SOURCE:

On the other hand, have a look at Dylan, as it might inspire you:

http://opendylan.org/



For the method lookup, other than for methods that are dynamically generated with names not known at compile time, the only additional gain you'll get from JIT is by going to full on inline caches, but vtables gets you most of the speedup without the hassle of inline caches and tracing, and doesn't prevent using tracing and inline caching down the line.


With JITs you get devirtualization as well, so no need for vtables.

Something possible in AOT as well to certain extent, but it requires a mix of profile guided optimizations coupled with whole programm analysis.

Which have issues with dll/so anyway, as those calls cannot be optimized away as in JITs.


> With JITs you get devirtualization as well, so no need for vtables.

That's what I referred to with "inline caches". The problem is that for Ruby you need fully polymorphic inline caches, with guards all over the place, because unless you do tons of analysis upfront, you will have problems knowing whether or not the world has totally changed on you after any method call, and almost anything is a method call. (call into code you have not verified can't possibly call "eval", and you might find that adding two integers afterwards does in fact not add them, but returns a string and changes global variables, and what-not)

The upshot, is that compared to vtables, you're not actually saving all that much. E.g., take "1 + 2 - 3". You could inline Fixnum#+ (and could reasonably do so with an AOT compiler too). But you need to add a type guard before the inlined fragment to verify that Fixnum#+ still is the Fixnum#+ you inlined, which at the minimum costs you a comparison and a branch or you need to record every call-site with inlined code and be prepared to overwrite it with fixups if the implementation changes.

And if Fixnum#+ has been overridden, or the Fixnum#+ implementation has method calls, chances are you will need another guard before "-" too, because you might not even know for sure whether or not the object returned from "1 + 2" will be a Fixnum, so you might find that the inlined method suddenly is for the wrong class.

EXTRACTED RECORDS:
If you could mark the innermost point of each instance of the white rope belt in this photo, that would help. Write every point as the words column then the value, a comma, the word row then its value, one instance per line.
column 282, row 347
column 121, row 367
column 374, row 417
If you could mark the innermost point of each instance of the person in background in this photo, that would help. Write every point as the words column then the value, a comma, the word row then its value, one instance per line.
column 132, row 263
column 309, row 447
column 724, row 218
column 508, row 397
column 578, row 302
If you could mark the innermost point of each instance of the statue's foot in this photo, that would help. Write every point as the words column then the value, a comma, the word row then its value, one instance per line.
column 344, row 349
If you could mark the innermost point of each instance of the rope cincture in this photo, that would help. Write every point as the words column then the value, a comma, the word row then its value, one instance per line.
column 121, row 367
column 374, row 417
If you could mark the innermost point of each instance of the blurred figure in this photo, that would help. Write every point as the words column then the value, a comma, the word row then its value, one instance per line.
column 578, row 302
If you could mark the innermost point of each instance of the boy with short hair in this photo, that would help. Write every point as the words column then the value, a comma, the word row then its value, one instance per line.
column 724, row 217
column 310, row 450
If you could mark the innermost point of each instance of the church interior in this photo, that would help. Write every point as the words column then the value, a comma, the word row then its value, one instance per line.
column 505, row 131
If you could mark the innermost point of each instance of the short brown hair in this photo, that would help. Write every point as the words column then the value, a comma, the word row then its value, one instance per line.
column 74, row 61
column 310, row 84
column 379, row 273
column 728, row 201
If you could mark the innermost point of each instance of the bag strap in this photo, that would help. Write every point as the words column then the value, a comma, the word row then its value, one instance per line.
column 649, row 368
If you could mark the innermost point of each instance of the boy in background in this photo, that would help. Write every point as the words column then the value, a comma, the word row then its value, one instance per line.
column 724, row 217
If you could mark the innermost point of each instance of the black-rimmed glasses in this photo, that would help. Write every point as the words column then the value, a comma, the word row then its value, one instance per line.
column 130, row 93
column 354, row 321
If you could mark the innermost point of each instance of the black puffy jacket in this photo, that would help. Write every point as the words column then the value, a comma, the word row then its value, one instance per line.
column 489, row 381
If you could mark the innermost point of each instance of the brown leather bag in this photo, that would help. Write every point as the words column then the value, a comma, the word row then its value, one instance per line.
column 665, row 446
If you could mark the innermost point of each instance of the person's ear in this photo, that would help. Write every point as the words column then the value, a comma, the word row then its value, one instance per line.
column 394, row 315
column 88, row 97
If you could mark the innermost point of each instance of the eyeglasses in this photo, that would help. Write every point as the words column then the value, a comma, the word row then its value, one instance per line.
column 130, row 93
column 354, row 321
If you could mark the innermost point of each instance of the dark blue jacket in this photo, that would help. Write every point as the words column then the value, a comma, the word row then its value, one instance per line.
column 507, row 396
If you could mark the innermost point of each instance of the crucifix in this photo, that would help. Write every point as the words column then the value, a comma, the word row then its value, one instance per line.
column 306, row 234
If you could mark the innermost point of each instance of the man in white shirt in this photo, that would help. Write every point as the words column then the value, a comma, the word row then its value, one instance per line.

SET TASKS:
**1.** In the comments on JIT compilation and vtables, which arithmetic expression illustrates inlining Fixnum#+?
**2.** Resume the comments on JIT compilation and vtables, starting right after their last sentence.
The records were taken from a separate source.

ANSWERS TO THE TASKS:
**1.** "1 + 2 - 3"

**2.**
I'm planning on benchmarking inline caching for my compiler against vtables, but absent evidence to the contrary I'm expecting that there will be a very substantial number of cases where the complexity isn't worth it, or where they might even turn out to be slower.

> Something possible in AOT as well to certain extent, but it requires a mix of profile guided optimizations coupled with whole programm analysis.

It does if you want to do everything upfront, but you can pull things into inline caches with a mostly-AOT compiler relatively easily with just a little bit of extra information, and a few guards thrown in to do some basic tracing.


I've implemented a handful of simple dynamic languages years ago, and something I was interested in trying, but never did, was taking advantage of the MMU to replace guard clauses.

For example, mapping a few pages for vtables/method dictionaries read only. When something like `def` or `define_method` comes along, catch the segfault (which in this case would actually mean "segmentation fault" instead of "I fucked up") and rewrite all JIT blocks or method caches that depend on that method table. Once everything has settled, generally after startup and the vtables tend to stay more stable, the overhead seems like it'd be negligible.


Catching the vtable updates and propagating them downwards is pretty simple, you "just" need every class to know which classes inherits from them. There's an implementation for dynamic runtime updates of dispatch tables for Oberon, of all languages (though that version sidesteps the "sparse vtables" issue by splitting the vtables into interfaces, and adding one extra level of indirection).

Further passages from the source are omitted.